* [EXERCISE]: List the example optimizations that the timing analysis text gives for the path classifier.

---------- PAGE

Levelizer/Timing Analysis: Determining where to devote effort in the design to achieve the largest performance payoff is a challenge. Performance of the processor is determined by the length of the critical paths and the parasitic loading of these paths. Critical path optimization can be performed at two levels, a high level in which the parasitics are ignored and typical values for wire length and output drive are assumed, and a detailed level in which the drive capabilities of the individual gates are considered, along with the detailed routing of the interconnect nets. The high-level estimate is useful during the early stages of design optimization, when many iterations of performance tuning are required. The detailed analysis can take many hours to perform, but provides a more complete picture of the timing behavior of the chip.

**Path Classifier:** After the timing tools have identified the critical components in the design, the path classifier decides what corrective action to take for each path. Several possible solutions exist, depending on the configuration of the logic. Example optimizations include resynthesis, tree height reduction, late arriving signal optimization and optimal synthesis.

**Path Resynthesis:** The modular nature of the design results in paths between multiple synthesized blocks. Some of these logic paths can be shortened by extracting the long path from the rest of the logic and resynthesizing the path as a single block of logic.

--------------------
---------- SUPPLIED RECORDS

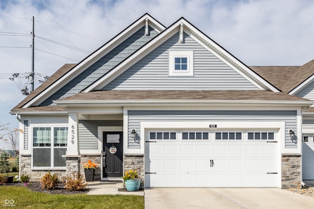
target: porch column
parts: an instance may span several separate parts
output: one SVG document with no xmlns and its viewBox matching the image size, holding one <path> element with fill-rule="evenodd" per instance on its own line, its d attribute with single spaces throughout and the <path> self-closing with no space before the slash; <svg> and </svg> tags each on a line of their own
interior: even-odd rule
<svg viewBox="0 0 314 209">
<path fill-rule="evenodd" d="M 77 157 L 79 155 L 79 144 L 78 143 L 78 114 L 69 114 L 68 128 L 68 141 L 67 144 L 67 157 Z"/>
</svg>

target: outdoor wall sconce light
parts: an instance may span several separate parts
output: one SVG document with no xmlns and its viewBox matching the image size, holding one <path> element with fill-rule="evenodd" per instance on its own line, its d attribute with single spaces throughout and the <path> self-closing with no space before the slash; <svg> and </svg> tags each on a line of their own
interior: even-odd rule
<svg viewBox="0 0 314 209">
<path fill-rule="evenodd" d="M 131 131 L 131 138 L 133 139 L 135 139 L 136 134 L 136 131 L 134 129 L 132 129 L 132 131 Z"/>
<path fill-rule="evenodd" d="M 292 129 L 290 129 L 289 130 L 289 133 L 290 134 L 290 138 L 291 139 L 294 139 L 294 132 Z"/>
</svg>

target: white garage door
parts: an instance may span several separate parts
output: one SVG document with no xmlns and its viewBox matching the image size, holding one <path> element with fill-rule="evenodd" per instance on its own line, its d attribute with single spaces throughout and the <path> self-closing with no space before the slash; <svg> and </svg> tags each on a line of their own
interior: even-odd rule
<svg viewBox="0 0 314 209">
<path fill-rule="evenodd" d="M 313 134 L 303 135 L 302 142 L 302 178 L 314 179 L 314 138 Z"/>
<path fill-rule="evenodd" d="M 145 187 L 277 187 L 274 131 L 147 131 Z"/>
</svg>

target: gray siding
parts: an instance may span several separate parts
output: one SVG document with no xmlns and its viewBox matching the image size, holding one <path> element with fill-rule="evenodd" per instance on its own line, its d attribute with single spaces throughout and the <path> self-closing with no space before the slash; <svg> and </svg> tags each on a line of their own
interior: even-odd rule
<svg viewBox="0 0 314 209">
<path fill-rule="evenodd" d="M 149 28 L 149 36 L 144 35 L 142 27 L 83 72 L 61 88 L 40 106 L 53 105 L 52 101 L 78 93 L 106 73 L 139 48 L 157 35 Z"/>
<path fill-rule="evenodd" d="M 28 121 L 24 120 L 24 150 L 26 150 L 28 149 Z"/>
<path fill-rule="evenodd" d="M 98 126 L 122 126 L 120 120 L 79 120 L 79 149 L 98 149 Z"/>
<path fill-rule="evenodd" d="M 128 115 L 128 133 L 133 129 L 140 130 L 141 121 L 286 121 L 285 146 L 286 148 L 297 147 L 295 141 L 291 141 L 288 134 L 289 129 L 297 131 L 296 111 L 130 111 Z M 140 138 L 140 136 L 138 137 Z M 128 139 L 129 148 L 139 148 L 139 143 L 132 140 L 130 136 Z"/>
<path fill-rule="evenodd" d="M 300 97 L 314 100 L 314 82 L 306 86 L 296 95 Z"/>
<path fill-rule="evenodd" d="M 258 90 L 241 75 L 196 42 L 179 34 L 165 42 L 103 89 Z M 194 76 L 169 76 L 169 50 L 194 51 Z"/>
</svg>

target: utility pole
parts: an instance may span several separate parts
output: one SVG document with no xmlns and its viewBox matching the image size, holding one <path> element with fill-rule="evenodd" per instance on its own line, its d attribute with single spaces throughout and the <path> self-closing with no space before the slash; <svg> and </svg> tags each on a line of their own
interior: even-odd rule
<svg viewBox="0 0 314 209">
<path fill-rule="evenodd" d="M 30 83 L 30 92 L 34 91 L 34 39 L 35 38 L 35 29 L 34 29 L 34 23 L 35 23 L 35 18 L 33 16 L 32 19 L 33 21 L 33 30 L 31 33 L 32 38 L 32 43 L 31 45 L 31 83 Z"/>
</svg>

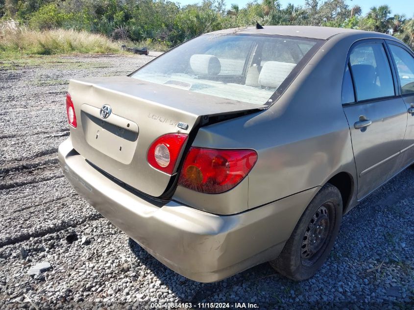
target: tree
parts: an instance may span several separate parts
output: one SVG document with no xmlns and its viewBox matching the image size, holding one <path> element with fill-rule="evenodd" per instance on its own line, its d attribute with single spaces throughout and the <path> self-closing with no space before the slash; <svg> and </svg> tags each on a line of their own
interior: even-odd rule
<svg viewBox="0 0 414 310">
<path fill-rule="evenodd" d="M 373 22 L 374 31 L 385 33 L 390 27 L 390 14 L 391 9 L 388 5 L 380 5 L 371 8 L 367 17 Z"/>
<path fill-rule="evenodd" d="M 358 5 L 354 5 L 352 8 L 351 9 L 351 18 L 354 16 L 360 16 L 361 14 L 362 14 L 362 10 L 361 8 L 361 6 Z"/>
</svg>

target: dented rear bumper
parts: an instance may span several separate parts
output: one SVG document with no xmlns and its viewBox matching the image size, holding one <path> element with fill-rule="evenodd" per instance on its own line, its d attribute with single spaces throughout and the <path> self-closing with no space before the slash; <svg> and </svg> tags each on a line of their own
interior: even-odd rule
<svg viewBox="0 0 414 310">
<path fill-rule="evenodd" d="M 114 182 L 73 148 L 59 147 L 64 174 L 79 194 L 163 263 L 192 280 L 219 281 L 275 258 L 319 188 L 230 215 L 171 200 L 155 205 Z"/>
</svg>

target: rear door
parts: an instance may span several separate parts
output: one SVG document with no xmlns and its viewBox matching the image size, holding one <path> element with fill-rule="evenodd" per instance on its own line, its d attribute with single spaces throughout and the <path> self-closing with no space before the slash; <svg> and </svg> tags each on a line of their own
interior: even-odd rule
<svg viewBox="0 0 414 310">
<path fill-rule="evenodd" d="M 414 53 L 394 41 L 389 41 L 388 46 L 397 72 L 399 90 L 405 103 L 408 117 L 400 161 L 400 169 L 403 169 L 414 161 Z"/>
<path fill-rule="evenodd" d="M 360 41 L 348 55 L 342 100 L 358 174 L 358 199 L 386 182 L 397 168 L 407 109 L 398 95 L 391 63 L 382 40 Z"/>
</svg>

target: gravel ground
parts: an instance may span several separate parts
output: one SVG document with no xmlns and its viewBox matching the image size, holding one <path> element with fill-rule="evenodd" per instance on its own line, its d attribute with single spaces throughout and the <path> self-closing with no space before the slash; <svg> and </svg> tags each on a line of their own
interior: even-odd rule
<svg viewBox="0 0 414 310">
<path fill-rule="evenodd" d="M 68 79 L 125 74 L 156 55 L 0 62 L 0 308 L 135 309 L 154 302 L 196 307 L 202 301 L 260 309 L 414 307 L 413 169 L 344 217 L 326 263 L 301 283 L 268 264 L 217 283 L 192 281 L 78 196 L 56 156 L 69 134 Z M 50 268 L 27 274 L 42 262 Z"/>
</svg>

--------------------

* [TASK RESULT]: Resynthesis, tree height reduction, late arriving signal optimization, and optimal synthesis.